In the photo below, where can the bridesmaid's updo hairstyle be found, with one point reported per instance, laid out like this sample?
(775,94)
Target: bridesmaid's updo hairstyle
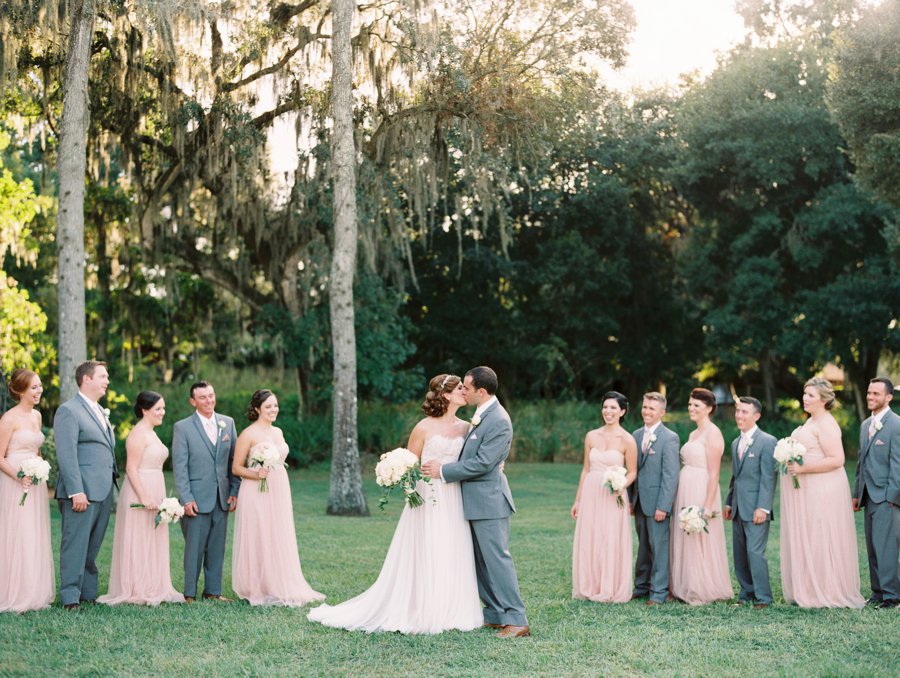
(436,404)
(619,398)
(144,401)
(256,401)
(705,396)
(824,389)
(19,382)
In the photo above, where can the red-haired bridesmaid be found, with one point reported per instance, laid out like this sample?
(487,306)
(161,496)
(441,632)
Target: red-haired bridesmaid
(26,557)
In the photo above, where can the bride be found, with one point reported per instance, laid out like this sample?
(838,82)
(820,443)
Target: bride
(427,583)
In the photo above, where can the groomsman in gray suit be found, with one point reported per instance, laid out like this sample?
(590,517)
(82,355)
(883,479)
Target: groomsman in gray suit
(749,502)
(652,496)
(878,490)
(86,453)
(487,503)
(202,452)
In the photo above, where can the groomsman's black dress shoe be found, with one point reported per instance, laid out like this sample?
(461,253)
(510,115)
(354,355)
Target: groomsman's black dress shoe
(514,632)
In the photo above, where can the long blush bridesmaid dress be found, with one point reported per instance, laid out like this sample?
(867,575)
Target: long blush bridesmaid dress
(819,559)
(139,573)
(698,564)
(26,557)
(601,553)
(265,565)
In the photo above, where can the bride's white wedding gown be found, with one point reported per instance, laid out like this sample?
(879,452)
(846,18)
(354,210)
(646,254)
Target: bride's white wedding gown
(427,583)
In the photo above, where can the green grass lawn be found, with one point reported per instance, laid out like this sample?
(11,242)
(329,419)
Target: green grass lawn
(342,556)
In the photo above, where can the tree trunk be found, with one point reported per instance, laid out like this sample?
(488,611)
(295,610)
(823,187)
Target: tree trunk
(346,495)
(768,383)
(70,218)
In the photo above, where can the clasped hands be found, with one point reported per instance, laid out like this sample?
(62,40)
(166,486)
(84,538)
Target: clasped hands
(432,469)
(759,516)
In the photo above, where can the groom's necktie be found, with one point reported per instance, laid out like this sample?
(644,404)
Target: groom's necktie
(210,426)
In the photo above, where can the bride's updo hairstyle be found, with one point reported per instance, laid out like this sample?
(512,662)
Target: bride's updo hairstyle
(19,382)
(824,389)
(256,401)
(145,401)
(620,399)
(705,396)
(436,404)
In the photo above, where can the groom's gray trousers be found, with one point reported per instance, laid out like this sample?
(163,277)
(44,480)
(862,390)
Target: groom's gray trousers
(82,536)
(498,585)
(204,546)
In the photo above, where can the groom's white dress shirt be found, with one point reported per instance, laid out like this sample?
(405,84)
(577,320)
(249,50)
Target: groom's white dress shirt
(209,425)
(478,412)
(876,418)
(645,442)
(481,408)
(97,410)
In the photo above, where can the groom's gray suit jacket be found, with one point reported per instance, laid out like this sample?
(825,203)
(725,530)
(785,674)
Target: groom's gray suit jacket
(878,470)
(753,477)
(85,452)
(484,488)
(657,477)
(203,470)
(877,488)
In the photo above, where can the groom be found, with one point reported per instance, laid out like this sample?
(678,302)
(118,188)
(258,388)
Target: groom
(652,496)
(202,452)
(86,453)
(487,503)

============================================================

◆ **TASK INSTRUCTIONS**: Rewrite the entries above from the line containing "In the photo above, where can the groom's white" through the end of the entries, substituting "charcoal suit jacket" for every occurrence of "gray suit jacket" and leaving everything else unchanged.

◆ **SOLUTION TO THIS PROBLEM**:
In the photo above, where can the groom's white dress shirt be found, with one point reported per instance, laid out like this sample?
(405,84)
(577,320)
(249,50)
Target: groom's white dress shirt
(209,425)
(478,412)
(876,418)
(645,442)
(481,408)
(97,410)
In the photo above, where can the groom's charcoal suit jacket be found, with one point reported per instance, laid out like this sample?
(825,203)
(725,530)
(785,674)
Target: groom's charcoal suit jacket
(878,470)
(753,477)
(85,452)
(484,488)
(657,477)
(203,470)
(877,488)
In the photo above, where can the groom be found, with one point reported per instance, laid out like this sample?
(678,302)
(118,188)
(258,388)
Target: groom
(652,496)
(202,452)
(86,453)
(487,503)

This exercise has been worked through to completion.